EXERCISE PROMPT
Write out every one of the items below word for word, leaving the pictures out of your copy.

— START OF GIVEN ENTRIES —

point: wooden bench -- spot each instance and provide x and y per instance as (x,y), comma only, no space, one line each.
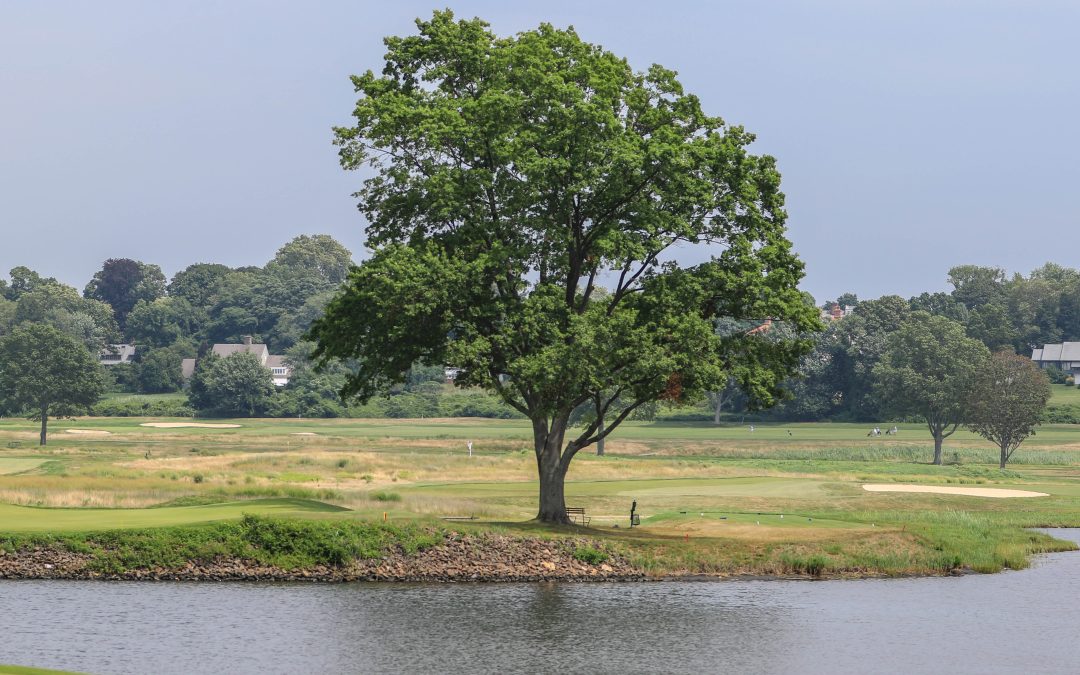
(577,514)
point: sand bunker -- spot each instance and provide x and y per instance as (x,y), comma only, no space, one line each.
(998,493)
(183,424)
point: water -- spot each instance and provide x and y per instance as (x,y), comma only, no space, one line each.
(1013,622)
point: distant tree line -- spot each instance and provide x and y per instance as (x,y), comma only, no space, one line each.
(132,301)
(171,320)
(1000,313)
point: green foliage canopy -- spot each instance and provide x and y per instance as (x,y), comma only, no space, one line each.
(513,177)
(1007,401)
(46,373)
(237,385)
(927,370)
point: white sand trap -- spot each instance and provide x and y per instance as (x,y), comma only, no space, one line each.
(997,493)
(183,424)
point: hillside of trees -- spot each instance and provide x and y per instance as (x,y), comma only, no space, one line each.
(174,319)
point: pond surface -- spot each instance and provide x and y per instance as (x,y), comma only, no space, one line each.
(1014,622)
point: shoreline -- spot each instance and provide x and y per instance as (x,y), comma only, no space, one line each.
(469,558)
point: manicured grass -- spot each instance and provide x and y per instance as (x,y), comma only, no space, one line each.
(1064,394)
(710,497)
(36,520)
(277,542)
(18,464)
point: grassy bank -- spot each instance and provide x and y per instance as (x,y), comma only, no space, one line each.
(784,499)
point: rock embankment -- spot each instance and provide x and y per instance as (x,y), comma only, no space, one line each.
(461,557)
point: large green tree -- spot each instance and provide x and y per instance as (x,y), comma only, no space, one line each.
(927,370)
(512,178)
(237,385)
(122,283)
(1007,400)
(46,373)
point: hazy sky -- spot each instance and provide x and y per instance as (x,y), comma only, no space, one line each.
(912,135)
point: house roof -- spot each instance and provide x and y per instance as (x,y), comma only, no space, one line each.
(275,361)
(1062,351)
(228,350)
(119,352)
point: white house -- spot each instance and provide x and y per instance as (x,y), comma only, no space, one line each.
(117,353)
(279,369)
(1065,355)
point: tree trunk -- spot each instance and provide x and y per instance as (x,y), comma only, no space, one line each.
(599,441)
(549,446)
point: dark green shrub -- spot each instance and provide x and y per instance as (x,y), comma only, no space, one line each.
(591,555)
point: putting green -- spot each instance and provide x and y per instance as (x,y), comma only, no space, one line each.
(37,520)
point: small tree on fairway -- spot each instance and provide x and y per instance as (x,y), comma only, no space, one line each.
(927,370)
(237,385)
(1007,400)
(515,176)
(46,373)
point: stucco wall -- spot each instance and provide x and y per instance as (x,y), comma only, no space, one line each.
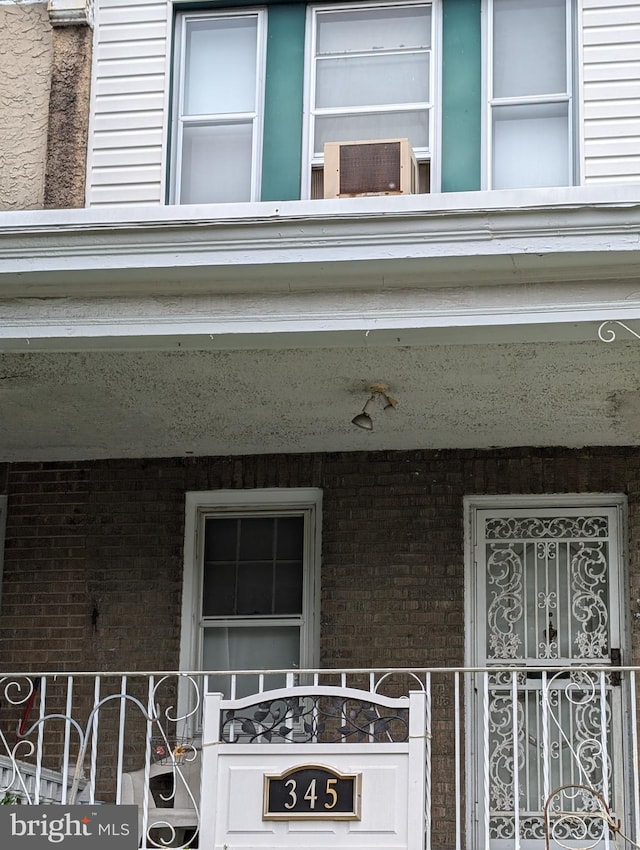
(25,71)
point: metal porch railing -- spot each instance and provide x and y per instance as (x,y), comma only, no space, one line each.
(515,757)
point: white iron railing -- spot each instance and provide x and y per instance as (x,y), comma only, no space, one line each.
(515,757)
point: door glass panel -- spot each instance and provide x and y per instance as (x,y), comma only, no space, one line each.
(531,145)
(369,80)
(529,47)
(216,163)
(220,66)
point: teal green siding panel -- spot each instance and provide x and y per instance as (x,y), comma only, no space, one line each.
(282,140)
(461,96)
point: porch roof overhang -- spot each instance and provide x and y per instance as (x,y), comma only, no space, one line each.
(463,303)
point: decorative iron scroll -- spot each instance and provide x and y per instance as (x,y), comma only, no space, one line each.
(504,577)
(577,816)
(314,719)
(571,747)
(506,528)
(24,692)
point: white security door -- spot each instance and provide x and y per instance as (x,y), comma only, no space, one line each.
(547,740)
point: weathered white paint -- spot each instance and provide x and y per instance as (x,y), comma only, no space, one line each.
(611,73)
(172,403)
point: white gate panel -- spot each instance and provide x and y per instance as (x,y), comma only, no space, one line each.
(391,781)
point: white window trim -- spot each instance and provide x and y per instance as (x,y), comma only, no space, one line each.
(308,159)
(175,158)
(275,501)
(573,89)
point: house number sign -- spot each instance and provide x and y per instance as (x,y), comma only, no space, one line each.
(312,792)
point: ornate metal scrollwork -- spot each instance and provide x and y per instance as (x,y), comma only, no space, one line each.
(314,719)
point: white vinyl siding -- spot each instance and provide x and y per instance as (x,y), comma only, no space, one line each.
(127,154)
(611,72)
(129,103)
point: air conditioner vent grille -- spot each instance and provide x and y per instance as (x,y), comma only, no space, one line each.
(370,168)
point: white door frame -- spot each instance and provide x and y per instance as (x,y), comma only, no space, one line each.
(473,504)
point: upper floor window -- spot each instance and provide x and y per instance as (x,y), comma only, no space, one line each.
(218,102)
(530,102)
(258,92)
(369,78)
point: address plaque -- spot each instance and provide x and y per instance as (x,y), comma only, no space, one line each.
(312,792)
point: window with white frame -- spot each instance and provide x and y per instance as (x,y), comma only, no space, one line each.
(250,591)
(217,106)
(530,86)
(370,77)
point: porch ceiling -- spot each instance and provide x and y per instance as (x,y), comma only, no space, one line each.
(98,404)
(153,336)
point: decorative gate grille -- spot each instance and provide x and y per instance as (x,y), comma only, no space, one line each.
(548,583)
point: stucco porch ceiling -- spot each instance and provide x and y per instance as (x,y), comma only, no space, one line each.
(144,336)
(81,405)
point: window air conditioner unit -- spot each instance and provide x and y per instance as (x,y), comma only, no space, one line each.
(377,167)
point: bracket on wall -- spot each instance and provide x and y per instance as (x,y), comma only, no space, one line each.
(64,13)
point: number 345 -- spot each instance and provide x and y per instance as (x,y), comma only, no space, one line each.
(311,794)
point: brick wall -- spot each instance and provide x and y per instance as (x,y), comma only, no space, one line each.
(93,559)
(93,554)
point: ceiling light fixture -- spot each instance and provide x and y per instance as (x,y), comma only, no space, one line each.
(378,392)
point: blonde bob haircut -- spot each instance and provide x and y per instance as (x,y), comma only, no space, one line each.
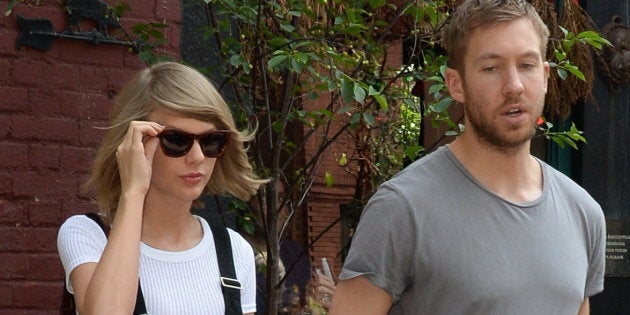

— END OF GIVEN ENTRIES —

EXPECTED ANSWER
point: wooden bench -- spot each instance and provide x and y per instance as (x,y), comma only, no space, one line each.
(577,514)
point: sand bunker -- spot each instance and provide x and y per instance as (x,y), comma only, no space, one line each.
(998,493)
(183,424)
point: water -- spot each instance and provide x and y per instance as (x,y), comma only, no space, one line each.
(1013,622)
point: distant tree line -- spot each instance and provide x and y per instance as (x,y), comma only, no space, one line each.
(132,301)
(171,320)
(1000,313)
point: green foliage canopy -- spot each instance and provide x and y per instance as (x,y), comma only, no space, one line each.
(513,177)
(1007,401)
(46,373)
(237,385)
(927,370)
point: white sand trap -- spot each instance and provide x and y per instance as (x,y), comma only, no space, one line each.
(997,493)
(183,424)
point: hillside of trees -- spot each instance and provide x and y per instance as (x,y), comma only, no space, one line each.
(174,319)
point: pond surface -- spot each instance and provide x and y per instance as (x,y), comma only, no space, one line each.
(1014,622)
point: shoreline -- spot each instance and provide x and y per instance as (x,y), comma only, no space, one line each.
(469,558)
point: manicured grass -- spot each instance and provide x and y per instance as (x,y), comma only, no space, one line each.
(1064,394)
(710,497)
(36,520)
(277,542)
(18,464)
point: grassy bank -- spot each instance and provide x and y per instance as (x,y), comma only, no space, one line each.
(784,499)
point: rock embankment -- spot each instance and provide x and y per instance as (x,y), comma only, no space, one line each.
(461,557)
point: large green tree -- spot each instance and provide x and y per instance as (x,y), comma only, no space, one line each.
(927,370)
(512,178)
(237,385)
(122,283)
(1007,400)
(46,373)
point: hazy sky -- spot each instance and provide x and y per instance as (x,y), comma only, no space, one line each.
(912,135)
point: house roof -- spot each instance and provide x and y per instance as (x,y), comma only, no space, one line each.
(275,361)
(1062,351)
(228,350)
(119,352)
point: white house -- spot each instance and provide x and y per instance as (x,y), comma only, no space, one line each.
(117,353)
(279,369)
(1065,355)
point: tree trunk -- spot each instance and provide x and y per instance as (x,y), comma only, no space, one line each.
(599,441)
(549,446)
point: dark green shrub -- spot each instance and provide x and y per instance as (x,y), comma only, no space, one line each.
(591,555)
point: putting green -- spot each instance and provide x and y per instance as (x,y), comma only, no space, one line each.
(37,520)
point: small tree on fairway -- spot each instance and provide x and y per instance as (x,y), comma only, no space, one line each.
(927,370)
(237,385)
(1007,400)
(515,176)
(46,373)
point: stucco wall -- spot each instance and provide x and y per instance as (x,y), comma only, no space, one line each.
(25,71)
point: metal porch railing -- spot each instance and provide x and y per instance as (x,y), comma only, no space, one line each.
(515,757)
point: white iron railing -- spot each instance and provide x and y per instance as (x,y), comma only, no space, one line each.
(515,757)
point: door glass panel -- spot each instance and provide x and y per instance as (x,y), comma only, no space, one line each.
(531,145)
(369,80)
(529,47)
(216,163)
(220,66)
point: teal green siding panel -- spot each instance and provide x and y per instance as (x,y), comma only, no space, one line each.
(282,140)
(461,96)
point: porch roof overhang -- spot each instance and provide x and y per instance as (x,y), comma only, no space, one line each.
(463,303)
point: decorative iron scroll -- spot each instance and provide x and y per instance as (x,y), comma only, no space, one line each.
(504,577)
(577,816)
(314,719)
(571,747)
(506,528)
(24,692)
point: white security door -- spot each instance and provide x and y per instance as (x,y), comma only, no space, one line each.
(547,740)
point: weathered white paint -- spot each instance and provide x and y per instance as (x,y), comma only, no space, one line each.
(611,73)
(172,403)
point: white gate panel -- spot each instance and provide x and y per instance as (x,y), comma only, no space, one line each.
(391,781)
point: white window trim -- spot each instance and provide x and y per instance as (x,y), comma only, no space, one line each.
(308,159)
(175,158)
(275,501)
(573,89)
point: house number sign -- spot each instance and provide x and y per instance as (x,y), comma only, no space, one line each.
(312,792)
point: ornate metal scrollwork -- spot each instance and provide x and y per instance as (x,y), comma only, no space, one line each.
(314,719)
point: white vinyl siding -- spot each instance and provide x and y per instance as (x,y), comma only, no space, one line each.
(127,154)
(611,72)
(129,103)
point: air conditioner vent grille -- spot each instance and provide x and y per instance as (x,y), comma only, no space, one line each.
(370,168)
point: white door frame -- spot each instance and provide x and y per instance as (x,y), comma only, no space, one line each.
(473,504)
point: upper floor window -- spot each instance and provide x and y per instance as (x,y), comma only, no space, one line each.
(218,102)
(530,102)
(258,92)
(369,78)
point: address plaque -- spot each instance and provide x and y per instance as (x,y), comma only, no space, one line each.
(312,792)
point: window with white frame -- spot each instance and provide x and y per instance as (x,y), comma only, no space, one line each.
(250,591)
(217,106)
(530,86)
(370,77)
point: porch ceiling -- spot each instance and provide x and y per instance as (x,y), comma only, no space, one line each.
(98,404)
(153,336)
point: decorative gate grille -- spot each instance and provide x and y per instance as (x,y), comma only, no space, one line each.
(548,583)
point: stucco porch ceiling -- spot each instance and provide x and y per instance as (x,y), comma only, no space, one line each.
(144,336)
(81,405)
point: window air conditioner unit -- spot each instance and provide x and y per instance as (x,y), comma only, no space, one line each.
(377,167)
point: bracket on wall -- spot each instance and provide x and y per instance as (x,y), comma only, no space, one line each.
(64,13)
point: number 345 -- spot each instance and provide x and y per instance as (x,y), comma only, no space, one line each.
(311,794)
point: brick wall -- spot each instance and provide x and y per instance as (x,y), comma only, no space, one line each.
(93,559)
(93,554)
point: ceiling light fixture -- spot each instance and provide x and y per instance as (x,y), comma only, no space, one line each.
(378,392)
point: blonde bob haircut -- spot each instance and provide x and y per instance as (x,y), comma only, no space, one line each.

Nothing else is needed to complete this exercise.